J’avais déjà eu l’occasion de parler un peu de cet artisan lors d’un de mes passages à Saint-Germain-en-Laye. Je dois dire que j’avais peut-être été un peu vite en besogne, car les produits proposés par la maison se révèlent corrects et abordables. Certes, les entremets aux couleurs assez tapageuses et à l’aspect très rectangulaire ne sont pas vraiment à mon goût, mais on trouve également des spécialités plutôt savoureuses, à l’image de la tarte citron-framboise ou de la « profiteroles », garnie de petits choux à la vanille et d’une ganache au chocolat noir. Les pâtisseries restent assez accessibles, et sont proposées à un prix moyen de 4,5€ la part individuelle. Malgré le voyage depuis le laboratoire « central » de Conflans Saint-Honorine, les produits affichent une belle tenue et les fonds de pâte croquent autant que l’on peut le souhaiter. En effet, la famille Osmont a souhaité impérativement conserver un contrôle permanent sur la qualité des réalisations, chose bien difficile dès lors que l’on commence à multiplier les équipes et lieux de production.

Vitrine pâtisserie, Pâtisserie Osmont, Boulogne-Billancourt (92)

Les autres gourmandises ne sont pas en reste, avec des chocolats de bonne facture, très accessibles. Les macarons sont tout aussi démocratiques – 1,15 euros la pièce – et même si leur réalisation s’avère parfaitement maîtrisée (croûte craquante et moelleux à coeur), on aimerait que le parfum d’amande soit un peu plus présent.

---

» **DÉFI**
Reprenez mot pour mot le passage de l'article sur la pâtisserie Osmont qui commence par « Les autres gourmandises » et se poursuit jusqu'à « peu plus présent. ». Ces lignes n'interviennent en rien dans l'exercice.

---

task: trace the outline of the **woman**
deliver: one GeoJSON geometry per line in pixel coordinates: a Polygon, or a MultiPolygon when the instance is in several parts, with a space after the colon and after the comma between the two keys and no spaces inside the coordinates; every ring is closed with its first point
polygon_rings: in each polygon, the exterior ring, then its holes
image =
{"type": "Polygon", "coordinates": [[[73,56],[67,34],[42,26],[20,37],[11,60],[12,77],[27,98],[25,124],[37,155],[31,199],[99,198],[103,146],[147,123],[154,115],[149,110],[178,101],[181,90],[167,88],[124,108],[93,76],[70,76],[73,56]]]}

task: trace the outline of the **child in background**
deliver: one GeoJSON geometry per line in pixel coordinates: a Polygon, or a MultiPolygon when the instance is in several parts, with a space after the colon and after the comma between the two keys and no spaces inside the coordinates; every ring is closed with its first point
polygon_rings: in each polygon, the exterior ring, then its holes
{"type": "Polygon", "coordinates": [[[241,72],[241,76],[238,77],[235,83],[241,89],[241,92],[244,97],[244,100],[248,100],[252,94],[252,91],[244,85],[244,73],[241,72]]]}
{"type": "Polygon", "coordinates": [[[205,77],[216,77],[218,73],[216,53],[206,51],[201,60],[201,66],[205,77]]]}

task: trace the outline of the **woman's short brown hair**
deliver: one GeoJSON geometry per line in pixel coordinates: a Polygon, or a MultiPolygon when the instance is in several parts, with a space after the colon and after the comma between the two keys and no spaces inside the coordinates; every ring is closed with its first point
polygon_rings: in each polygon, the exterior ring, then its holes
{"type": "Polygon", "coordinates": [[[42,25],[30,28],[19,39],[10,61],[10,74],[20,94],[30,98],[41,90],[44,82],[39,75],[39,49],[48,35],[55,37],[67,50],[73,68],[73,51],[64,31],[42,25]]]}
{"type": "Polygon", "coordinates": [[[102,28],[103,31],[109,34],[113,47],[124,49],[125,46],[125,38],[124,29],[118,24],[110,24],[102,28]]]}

---

» **RÉSULTAT ATTENDU**
Les autres gourmandises ne sont pas en reste, avec des chocolats de bonne facture, très accessibles. Les macarons sont tout aussi démocratiques – 1,15 euros la pièce – et même si leur réalisation s’avère parfaitement maîtrisée (croûte craquante et moelleux à coeur), on aimerait que le parfum d’amande soit un peu plus présent.